■ Selected text ■
● ● ● ● ● ● ●

Indexing XML, XML ids and a better GetElementByID method on the XmlDocument class


One question that I get is “How can you index an XML document? If you had indexes, all your lookups would be many times faster rather than having to walk the entire XML document?” The XML 1.0 specification has no ability to index a document based upon unique node identity and hence when you do searches with XPath, it searches from the start of the document in a top down, left traversal manner to find the matching nodes. XSLT does come to the rescue with the xsl:key keyword which allows you to create name value pairs that can be used as a lookup in a stylesheet. However often you simply want to find the value in a document without having to resort to XSLT, the universal cure for all XML problems.

● ● ● ● ● ● ●

■ Stated exercise 1 ■
Please copy the rows word for word, beginning with the line that contains "Give the mask of every instance of the green" and continuing through the last line of the rows.
The rows have nothing to do with the XML indexing passage.

■ Extracted information ■
● ● ● ● ● ● ●

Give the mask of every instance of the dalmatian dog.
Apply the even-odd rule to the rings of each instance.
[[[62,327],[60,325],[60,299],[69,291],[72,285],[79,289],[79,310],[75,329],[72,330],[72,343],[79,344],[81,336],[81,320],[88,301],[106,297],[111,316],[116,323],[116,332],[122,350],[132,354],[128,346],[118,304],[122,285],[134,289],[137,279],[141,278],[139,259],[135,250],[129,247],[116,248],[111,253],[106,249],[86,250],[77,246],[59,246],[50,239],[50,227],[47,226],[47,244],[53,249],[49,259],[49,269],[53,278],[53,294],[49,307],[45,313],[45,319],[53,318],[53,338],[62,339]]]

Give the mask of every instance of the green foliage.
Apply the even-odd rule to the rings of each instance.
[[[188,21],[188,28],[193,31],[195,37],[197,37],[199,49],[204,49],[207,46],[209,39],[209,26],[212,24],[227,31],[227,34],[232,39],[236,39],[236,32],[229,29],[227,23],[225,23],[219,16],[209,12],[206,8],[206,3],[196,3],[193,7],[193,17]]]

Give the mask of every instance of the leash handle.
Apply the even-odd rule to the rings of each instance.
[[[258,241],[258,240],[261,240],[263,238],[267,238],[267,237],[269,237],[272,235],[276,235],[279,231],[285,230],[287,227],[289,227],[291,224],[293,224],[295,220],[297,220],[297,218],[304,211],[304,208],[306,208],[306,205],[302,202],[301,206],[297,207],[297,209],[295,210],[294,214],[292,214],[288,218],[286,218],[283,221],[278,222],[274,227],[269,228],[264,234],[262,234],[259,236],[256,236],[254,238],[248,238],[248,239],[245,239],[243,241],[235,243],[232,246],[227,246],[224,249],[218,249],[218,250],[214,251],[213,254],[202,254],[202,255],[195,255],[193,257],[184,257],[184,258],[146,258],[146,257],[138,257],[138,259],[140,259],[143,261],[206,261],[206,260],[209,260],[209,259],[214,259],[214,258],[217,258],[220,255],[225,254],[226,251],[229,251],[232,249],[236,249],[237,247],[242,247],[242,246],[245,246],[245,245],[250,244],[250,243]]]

● ● ● ● ● ● ●

■ Stated exercise 2 ■
According to the XML indexing passage, which XSLT keyword creates name value pairs for lookups in a stylesheet?

■ Exercise response 1 ■
Give the mask of every instance of the green foliage.
Apply the even-odd rule to the rings of each instance.
[[[188,21],[188,28],[193,31],[195,37],[197,37],[199,49],[204,49],[207,46],[209,39],[209,26],[212,24],[227,31],[227,34],[232,39],[236,39],[236,32],[229,29],[227,23],[225,23],[219,16],[209,12],[206,8],[206,3],[196,3],[193,7],[193,17]]]

Give the mask of every instance of the leash handle.
Apply the even-odd rule to the rings of each instance.
[[[258,241],[258,240],[261,240],[263,238],[267,238],[267,237],[269,237],[272,235],[276,235],[279,231],[285,230],[287,227],[289,227],[291,224],[293,224],[295,220],[297,220],[297,218],[304,211],[304,208],[306,208],[306,205],[302,202],[301,206],[297,207],[297,209],[295,210],[294,214],[292,214],[288,218],[286,218],[283,221],[278,222],[274,227],[269,228],[264,234],[262,234],[259,236],[256,236],[254,238],[248,238],[248,239],[245,239],[243,241],[235,243],[232,246],[227,246],[224,249],[218,249],[218,250],[214,251],[213,254],[202,254],[202,255],[195,255],[193,257],[184,257],[184,258],[146,258],[146,257],[138,257],[138,259],[140,259],[143,261],[206,261],[206,260],[209,260],[209,259],[214,259],[214,258],[217,258],[220,255],[225,254],[226,251],[229,251],[232,249],[236,249],[237,247],[242,247],[242,246],[245,246],[245,245],[250,244],[250,243]]]

■ Exercise response 2 ■
xsl:key